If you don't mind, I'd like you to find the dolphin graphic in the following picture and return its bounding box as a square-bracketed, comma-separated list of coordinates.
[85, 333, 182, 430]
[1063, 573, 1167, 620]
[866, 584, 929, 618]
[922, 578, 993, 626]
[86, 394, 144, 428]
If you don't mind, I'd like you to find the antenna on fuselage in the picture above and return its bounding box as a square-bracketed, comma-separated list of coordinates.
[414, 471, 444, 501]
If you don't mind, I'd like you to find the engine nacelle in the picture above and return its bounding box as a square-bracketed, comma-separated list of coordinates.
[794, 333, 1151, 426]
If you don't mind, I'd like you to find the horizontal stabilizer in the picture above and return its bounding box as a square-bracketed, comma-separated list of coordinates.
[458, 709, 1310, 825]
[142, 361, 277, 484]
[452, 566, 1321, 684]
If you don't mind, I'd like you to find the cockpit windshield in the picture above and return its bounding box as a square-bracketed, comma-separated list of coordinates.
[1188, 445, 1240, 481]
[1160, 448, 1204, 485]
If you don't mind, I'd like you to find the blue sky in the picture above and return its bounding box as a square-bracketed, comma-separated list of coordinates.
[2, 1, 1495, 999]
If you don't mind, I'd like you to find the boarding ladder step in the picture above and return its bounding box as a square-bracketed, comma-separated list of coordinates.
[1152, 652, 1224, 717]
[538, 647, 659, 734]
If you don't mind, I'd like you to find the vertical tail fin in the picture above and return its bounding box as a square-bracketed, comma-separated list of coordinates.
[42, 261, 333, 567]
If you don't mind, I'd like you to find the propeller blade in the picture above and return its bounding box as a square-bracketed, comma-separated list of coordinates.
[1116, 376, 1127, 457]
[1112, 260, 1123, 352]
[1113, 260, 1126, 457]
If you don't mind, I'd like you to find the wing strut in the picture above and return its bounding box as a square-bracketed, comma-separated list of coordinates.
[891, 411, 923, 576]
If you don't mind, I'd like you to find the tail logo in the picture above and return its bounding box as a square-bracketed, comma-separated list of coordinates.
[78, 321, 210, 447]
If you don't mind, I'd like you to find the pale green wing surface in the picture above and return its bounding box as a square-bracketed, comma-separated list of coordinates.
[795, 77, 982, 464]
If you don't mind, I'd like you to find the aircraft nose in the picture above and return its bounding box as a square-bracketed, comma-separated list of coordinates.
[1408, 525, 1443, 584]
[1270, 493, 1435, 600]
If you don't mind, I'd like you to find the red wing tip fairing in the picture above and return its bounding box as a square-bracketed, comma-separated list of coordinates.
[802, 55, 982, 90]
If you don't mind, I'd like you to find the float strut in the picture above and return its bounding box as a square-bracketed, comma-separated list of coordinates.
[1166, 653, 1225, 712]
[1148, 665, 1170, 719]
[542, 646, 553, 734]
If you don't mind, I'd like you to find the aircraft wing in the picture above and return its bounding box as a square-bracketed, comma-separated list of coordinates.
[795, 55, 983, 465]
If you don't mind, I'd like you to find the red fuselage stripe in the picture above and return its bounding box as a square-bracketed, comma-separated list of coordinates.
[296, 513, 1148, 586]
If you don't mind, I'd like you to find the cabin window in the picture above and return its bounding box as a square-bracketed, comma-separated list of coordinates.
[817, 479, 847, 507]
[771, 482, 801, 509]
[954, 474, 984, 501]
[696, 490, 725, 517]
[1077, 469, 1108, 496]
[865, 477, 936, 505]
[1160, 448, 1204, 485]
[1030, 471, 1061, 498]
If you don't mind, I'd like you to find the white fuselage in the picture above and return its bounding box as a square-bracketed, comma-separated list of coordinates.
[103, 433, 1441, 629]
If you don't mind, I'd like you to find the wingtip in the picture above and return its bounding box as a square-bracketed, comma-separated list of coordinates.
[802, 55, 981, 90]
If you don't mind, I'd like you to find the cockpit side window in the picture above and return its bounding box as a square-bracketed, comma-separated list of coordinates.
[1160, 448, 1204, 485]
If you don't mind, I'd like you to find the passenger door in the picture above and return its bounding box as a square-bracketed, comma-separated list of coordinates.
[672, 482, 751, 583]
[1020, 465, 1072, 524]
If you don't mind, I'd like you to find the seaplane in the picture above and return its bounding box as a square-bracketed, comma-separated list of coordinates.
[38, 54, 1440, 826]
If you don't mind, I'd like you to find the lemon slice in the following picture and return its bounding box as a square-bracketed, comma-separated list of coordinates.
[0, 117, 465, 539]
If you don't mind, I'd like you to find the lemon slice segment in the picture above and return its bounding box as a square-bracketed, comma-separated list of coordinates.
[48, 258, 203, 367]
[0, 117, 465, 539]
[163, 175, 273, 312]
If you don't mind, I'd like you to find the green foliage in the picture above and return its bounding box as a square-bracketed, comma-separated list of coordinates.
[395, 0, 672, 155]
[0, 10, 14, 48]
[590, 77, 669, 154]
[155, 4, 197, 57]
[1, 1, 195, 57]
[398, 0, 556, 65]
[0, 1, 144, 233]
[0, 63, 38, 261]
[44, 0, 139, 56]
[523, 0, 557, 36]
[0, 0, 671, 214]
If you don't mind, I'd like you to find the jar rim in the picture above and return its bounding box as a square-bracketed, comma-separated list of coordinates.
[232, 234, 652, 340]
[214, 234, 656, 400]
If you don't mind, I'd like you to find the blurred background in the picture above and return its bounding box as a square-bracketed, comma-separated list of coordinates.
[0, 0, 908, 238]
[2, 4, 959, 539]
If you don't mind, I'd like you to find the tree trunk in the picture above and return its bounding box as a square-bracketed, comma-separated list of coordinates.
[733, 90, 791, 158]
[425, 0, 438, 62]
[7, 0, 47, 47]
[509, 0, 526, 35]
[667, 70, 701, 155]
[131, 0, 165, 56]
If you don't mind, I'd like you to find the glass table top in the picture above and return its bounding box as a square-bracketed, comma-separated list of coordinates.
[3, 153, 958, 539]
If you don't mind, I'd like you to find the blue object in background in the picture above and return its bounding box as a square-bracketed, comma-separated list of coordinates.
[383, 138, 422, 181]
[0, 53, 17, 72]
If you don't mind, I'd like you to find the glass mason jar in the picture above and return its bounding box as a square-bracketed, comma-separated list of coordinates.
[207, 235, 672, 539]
- - - -
**PROMPT:**
Beginning at the line that contains "the blue object", give again every line down to the end of the material, exactly as written, and stop there.

**RESPONSE FOR THIS EXERCISE:**
If you don't mind, I'd like you to find the blue object in background in the picture above and return its bounding box as a square-bracketed, comma-separated list of coordinates.
[383, 138, 422, 181]
[0, 53, 17, 72]
If you don't mind, I'd like you to find the glass mason jar in the picture above and return its bounding box as a square-bracketed, comma-separated list of coordinates.
[207, 235, 672, 539]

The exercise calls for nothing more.